--- Problem to work on ---
Recast every line of the rows below as a Markdown table with the columns "No." and "Text," giving each line its number and skipping blank lines.

• • • • •

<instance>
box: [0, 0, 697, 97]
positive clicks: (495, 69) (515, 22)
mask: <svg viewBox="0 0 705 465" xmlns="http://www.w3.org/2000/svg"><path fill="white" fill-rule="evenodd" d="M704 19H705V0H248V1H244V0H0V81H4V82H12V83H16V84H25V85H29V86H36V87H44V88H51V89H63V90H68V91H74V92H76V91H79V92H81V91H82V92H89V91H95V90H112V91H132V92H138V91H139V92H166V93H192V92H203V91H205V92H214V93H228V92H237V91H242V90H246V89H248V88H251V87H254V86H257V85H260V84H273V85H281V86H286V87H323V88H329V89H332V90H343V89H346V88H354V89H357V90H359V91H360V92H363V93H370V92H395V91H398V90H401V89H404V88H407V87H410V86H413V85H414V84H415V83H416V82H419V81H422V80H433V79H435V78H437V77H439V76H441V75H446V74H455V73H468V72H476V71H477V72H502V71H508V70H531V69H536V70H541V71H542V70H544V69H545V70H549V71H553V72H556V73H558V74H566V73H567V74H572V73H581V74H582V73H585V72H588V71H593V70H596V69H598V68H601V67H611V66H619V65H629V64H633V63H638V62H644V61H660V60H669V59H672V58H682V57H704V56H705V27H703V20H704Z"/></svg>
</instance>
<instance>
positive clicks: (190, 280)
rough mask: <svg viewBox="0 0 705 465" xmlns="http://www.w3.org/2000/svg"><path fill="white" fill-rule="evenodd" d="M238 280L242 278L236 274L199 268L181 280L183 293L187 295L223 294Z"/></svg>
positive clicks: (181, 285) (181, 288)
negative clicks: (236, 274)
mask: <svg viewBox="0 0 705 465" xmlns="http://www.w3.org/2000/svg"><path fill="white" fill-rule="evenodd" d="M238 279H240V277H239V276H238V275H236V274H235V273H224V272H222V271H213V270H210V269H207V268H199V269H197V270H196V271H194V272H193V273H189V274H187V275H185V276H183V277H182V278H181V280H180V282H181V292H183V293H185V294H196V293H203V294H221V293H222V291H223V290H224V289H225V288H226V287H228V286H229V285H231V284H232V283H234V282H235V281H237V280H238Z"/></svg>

• • • • •

--- Solution to the exercise ---
| No. | Text |
|---|---|
| 1 | <instance> |
| 2 | box: [0, 0, 697, 97] |
| 3 | positive clicks: (495, 69) (515, 22) |
| 4 | mask: <svg viewBox="0 0 705 465" xmlns="http://www.w3.org/2000/svg"><path fill="white" fill-rule="evenodd" d="M704 19H705V0H248V1H244V0H0V81H4V82H12V83H16V84H25V85H29V86H36V87H44V88H51V89H63V90H68V91H74V92H76V91H79V92H81V91H82V92H89V91H95V90H112V91H132V92H138V91H139V92H166V93H192V92H203V91H205V92H214V93H228V92H237V91H242V90H246V89H248V88H251V87H254V86H257V85H260V84H273V85H281V86H286V87H323V88H329V89H332V90H343V89H346V88H354V89H357V90H359V91H360V92H363V93H370V92H395V91H398V90H401V89H404V88H407V87H410V86H413V85H414V84H415V83H416V82H419V81H422V80H433V79H435V78H437V77H439V76H441V75H446V74H455V73H468V72H476V71H477V72H502V71H508V70H531V69H536V70H541V71H542V70H544V69H545V70H549V71H553V72H556V73H558V74H566V73H567V74H572V73H581V74H582V73H585V72H588V71H593V70H596V69H598V68H601V67H611V66H619V65H629V64H633V63H638V62H644V61H660V60H669V59H672V58H682V57H704V56H705V27H703V20H704Z"/></svg> |
| 5 | </instance> |
| 6 | <instance> |
| 7 | positive clicks: (190, 280) |
| 8 | rough mask: <svg viewBox="0 0 705 465" xmlns="http://www.w3.org/2000/svg"><path fill="white" fill-rule="evenodd" d="M238 280L242 278L236 274L199 268L181 280L183 293L187 295L223 294Z"/></svg> |
| 9 | positive clicks: (181, 285) (181, 288) |
| 10 | negative clicks: (236, 274) |
| 11 | mask: <svg viewBox="0 0 705 465" xmlns="http://www.w3.org/2000/svg"><path fill="white" fill-rule="evenodd" d="M238 279H240V277H239V276H238V275H236V274H235V273H224V272H222V271H213V270H210V269H207V268H199V269H197V270H196V271H194V272H193V273H189V274H187V275H185V276H183V277H182V278H181V280H180V282H181V292H183V293H185V294H196V293H203V294H221V293H222V291H223V290H224V289H225V288H226V287H228V286H229V285H231V284H232V283H234V282H235V281H237V280H238Z"/></svg> |